RECORDS TO USE:
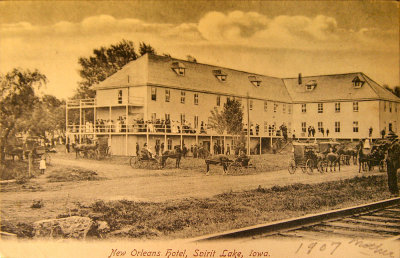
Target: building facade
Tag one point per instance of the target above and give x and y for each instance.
(165, 101)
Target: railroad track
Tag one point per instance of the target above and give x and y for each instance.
(378, 220)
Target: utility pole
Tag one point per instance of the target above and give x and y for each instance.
(248, 124)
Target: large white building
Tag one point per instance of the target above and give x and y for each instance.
(133, 105)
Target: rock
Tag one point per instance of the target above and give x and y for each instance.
(102, 227)
(70, 227)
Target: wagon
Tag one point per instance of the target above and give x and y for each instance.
(143, 162)
(305, 157)
(240, 164)
(40, 152)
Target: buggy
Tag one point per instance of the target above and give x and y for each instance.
(305, 157)
(240, 164)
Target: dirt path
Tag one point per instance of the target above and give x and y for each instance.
(142, 185)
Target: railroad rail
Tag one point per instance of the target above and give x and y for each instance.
(380, 220)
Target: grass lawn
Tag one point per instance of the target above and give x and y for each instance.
(194, 217)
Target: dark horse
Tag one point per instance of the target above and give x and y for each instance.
(172, 154)
(220, 159)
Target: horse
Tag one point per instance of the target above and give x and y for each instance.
(363, 159)
(219, 159)
(85, 148)
(202, 152)
(172, 154)
(333, 159)
(393, 164)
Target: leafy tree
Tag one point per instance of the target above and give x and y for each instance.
(103, 63)
(146, 48)
(18, 99)
(217, 121)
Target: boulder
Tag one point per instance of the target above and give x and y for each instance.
(70, 227)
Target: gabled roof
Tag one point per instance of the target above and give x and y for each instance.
(157, 70)
(337, 87)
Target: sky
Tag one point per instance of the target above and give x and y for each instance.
(275, 38)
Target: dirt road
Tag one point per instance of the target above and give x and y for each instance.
(123, 182)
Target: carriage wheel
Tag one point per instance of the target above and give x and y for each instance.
(97, 154)
(48, 159)
(309, 166)
(134, 162)
(382, 166)
(235, 168)
(292, 166)
(321, 166)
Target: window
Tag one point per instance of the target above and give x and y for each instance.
(303, 108)
(179, 68)
(355, 106)
(355, 126)
(220, 75)
(320, 126)
(255, 81)
(183, 95)
(337, 107)
(337, 127)
(169, 143)
(182, 119)
(320, 107)
(303, 127)
(153, 117)
(120, 97)
(153, 93)
(167, 95)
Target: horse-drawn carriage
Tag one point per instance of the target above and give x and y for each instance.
(148, 160)
(95, 149)
(310, 156)
(373, 156)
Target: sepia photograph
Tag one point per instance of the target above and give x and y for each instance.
(199, 128)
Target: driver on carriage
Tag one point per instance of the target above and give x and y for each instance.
(243, 159)
(146, 152)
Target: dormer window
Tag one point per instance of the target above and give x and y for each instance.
(255, 80)
(220, 75)
(179, 68)
(357, 82)
(311, 85)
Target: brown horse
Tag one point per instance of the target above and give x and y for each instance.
(220, 159)
(172, 154)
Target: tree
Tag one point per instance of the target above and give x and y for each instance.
(18, 99)
(146, 48)
(217, 121)
(103, 63)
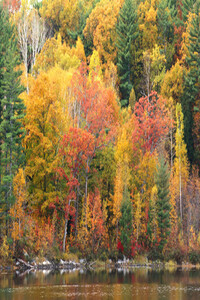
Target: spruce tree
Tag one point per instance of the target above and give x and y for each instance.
(163, 205)
(11, 112)
(127, 32)
(192, 82)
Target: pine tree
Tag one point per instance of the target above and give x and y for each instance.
(127, 32)
(192, 82)
(163, 205)
(11, 112)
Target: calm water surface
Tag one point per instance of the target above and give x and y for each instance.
(137, 284)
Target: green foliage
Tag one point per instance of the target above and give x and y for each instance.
(192, 82)
(11, 113)
(127, 32)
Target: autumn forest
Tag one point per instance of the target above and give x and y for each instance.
(100, 129)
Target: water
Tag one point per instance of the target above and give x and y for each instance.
(137, 284)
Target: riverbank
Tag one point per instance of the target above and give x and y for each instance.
(142, 262)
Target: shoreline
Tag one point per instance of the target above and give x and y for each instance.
(21, 265)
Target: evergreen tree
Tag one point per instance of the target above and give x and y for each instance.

PROBLEM DESCRIPTION: Do not copy pictures. Restate exactly the lines from the one containing "Target: driver on carriage" through the last line of the records.

CORRECT ANSWER:
Target: driver on carriage
Tag one point per instance of the target above and give x and y for each instance.
(243, 159)
(146, 152)
Target: dormer window
Tag one point per instance of the target above and give x and y for each instance.
(255, 80)
(220, 75)
(179, 68)
(357, 82)
(311, 85)
Target: brown horse
Tag one point per instance of the target above and give x and y for each instance.
(220, 159)
(172, 154)
Target: tree
Tag one point per instance of the target above and give x and y for each instance.
(18, 99)
(146, 48)
(217, 121)
(103, 63)
Target: spruce tree
Tag one point per instance of the target above and give x and y for each instance.
(163, 205)
(11, 112)
(127, 32)
(192, 82)
Target: pine tree
Tag one point per instance of the target above and give x and y for each instance.
(127, 32)
(192, 82)
(163, 205)
(11, 112)
Target: calm water surface
Tag one point per instance of the target above and give x and y for each instance.
(137, 284)
Target: green foliage
Tag one point per instance of the target above and give x and y for each instance.
(192, 82)
(11, 113)
(127, 32)
Target: autumn forest
Tag one point per instance of the target above and give x and y for each instance.
(100, 129)
Target: water
Tag one point per instance of the target above and give x and y for each instance.
(137, 284)
Target: riverbank
Tag one point per instance of the target above and give x and y for each instance.
(142, 262)
Target: shoreline
Tag one point per instance of the target above and give x and y for each instance.
(21, 265)
Target: evergreen tree
Tag one point per instance of the target above and give x and y for each instance.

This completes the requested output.